### Perintah Soal A
Tentukan apakah setiap pernyataan berikut sesuai dengan kutipan teks tentang wafatnya Nabi Muhammad: (i) Bilal bin Rabah adalah pria berkulit legam yang biasa mengumandangkan adzan; (ii) langit Madinah pada waktu itu cerah; (iii) Nabi wafat pada hari Jumat. Jawab ya atau tidak untuk masing-masing, disertai kata-kata teks yang menentukannya, dikutip persis.
### Perintah Soal B
Teruskan kisah tentang wafatnya Nabi Muhammad dan adzan Bilal, mulai setelah kalimat terakhir dalam kutipan teks.

### Kutipan Teks
########################################
Inna lillahi wainna ilaihi raji’un, telah berpulang ke rahmat Allah
orang yang paling mulia, orang yg paling kita cintai pada waktu dhuha
ketika memanas di hari Senin 12 Rabiul Awal 11 H tepat pada usia 63
tahun lebih 4 hari. semoga shalawat dan salam selalu tercurah untuk Nabi
kiat tercinta Muhammad Shalallahu ‘Alaihi Wassalam.
Langit
Madinah kala itu mendung. Bukan mendung biasa, tetapi mendung yang
kental dengan kesuraman dan kesedihan. Seluruh manusia bersedih,
burung-burung enggan berkicau, daun dan mayang kurma enggan melambai,
angin enggan berhembus, bahkan matahari enggan nampak. Seakan-akan
seluruh alam menangis, kehilangan sosok manusia yang diutus sebagai
rahmat sekalian alam. Di salah satu sudut Masjid Nabawi, sesosok pria
yang legam kulitnya menangis tanpa bisa menahan tangisnya.
Waktu shalat telah tiba.
Bilal bin Rabah, pria legam itu, beranjak menunaikan tugasnya yang biasa: mengumandangkan adzan.
“Allahu Akbar, Allahu Akbar…”
Suara beningnya yang indah nan lantang terdengar di seantero Madinah.
Penduduk Madinah beranjak menuju masjid. Masih dalam kesedihan, sadar
bahwa pria yang selama ini mengimami mereka tak akan pernah muncul lagi
dari biliknya di sisi masjid.
“Asyhadu anla ilaha illallah, Asyhadu anla ilaha ilallah….”
Suara bening itu kini bergetar. Penduduk Madinah bertanya-tanya, ada
apa gerangan. Jamaah yang sudah berkumpul di masjid melihat tangan pria
legam itu bergetar tak beraturan.
“Asy…hadu.. an..na.. M..Mu..mu..hammmad…”
Suara bening itu tak lagi terdengar jelas. Kini tak hanya tangan Bilal
yang bergetar hebat, seluruh tubuhnya gemetar tak beraturan, seakan-akan
ia tak sanggup berdiri dan bisa roboh kapanpun juga. Wajahnya sembab.
########################################
### Baris Data
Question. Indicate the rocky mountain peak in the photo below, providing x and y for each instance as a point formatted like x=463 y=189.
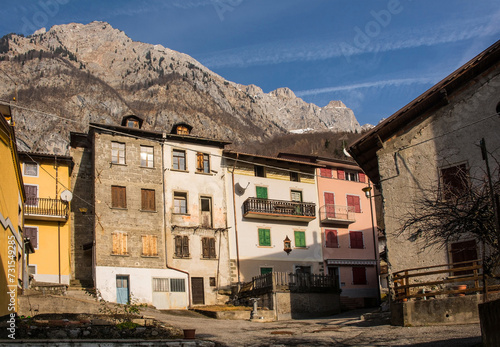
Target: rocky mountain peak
x=75 y=73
########################################
### Jawaban Tertulis A
(i) Ya: "Bilal bin Rabah, pria legam itu, beranjak menunaikan tugasnya yang biasa: mengumandangkan adzan."
(ii) Tidak: "Langit Madinah kala itu mendung."
(iii) Tidak: "di hari Senin 12 Rabiul Awal 11 H"

### Jawaban Tertulis B
Air matanya mengalir deras, tidak terkontrol. Air matanya membasahi
seluruh kelopak, pipi, dagu, hingga jenggot. Tanah tempat ia berdiri
kini dipenuhi oleh bercak-bercak bekas air matanya yang jatuh ke bumi.
Seperti tanah yang habis di siram rintik-rintik air hujan.
Ia
mencoba mengulang kalimat adzannya yang terputus. Salah satu kalimat
dari dua kalimat syahadat. Kalimat persaksian bahwa Muhammad bin
Abdullah adalah Rasul
ALLAH.
“Asy…ha..du. .annna…”
Kali ini ia tak bisa meneruskan lebih jauh.
Tubuhnya mulai limbung.
Sahabat yang tanggap menghampirinya, memeluknya dan meneruskan adzan yang terpotong.
Saat itu tak hanya Bilal yang menangis, tapi seluruh jamaah yang
berkumpul di Masjid Nabawi, bahkan yang tidak berada di masjid ikut
menangis. Mereka semua merasakan kepedihan ditinggal Kekasih ALLAH untuk
selama-lamanya. Semua menangis, tapi tidak seperti Bilal.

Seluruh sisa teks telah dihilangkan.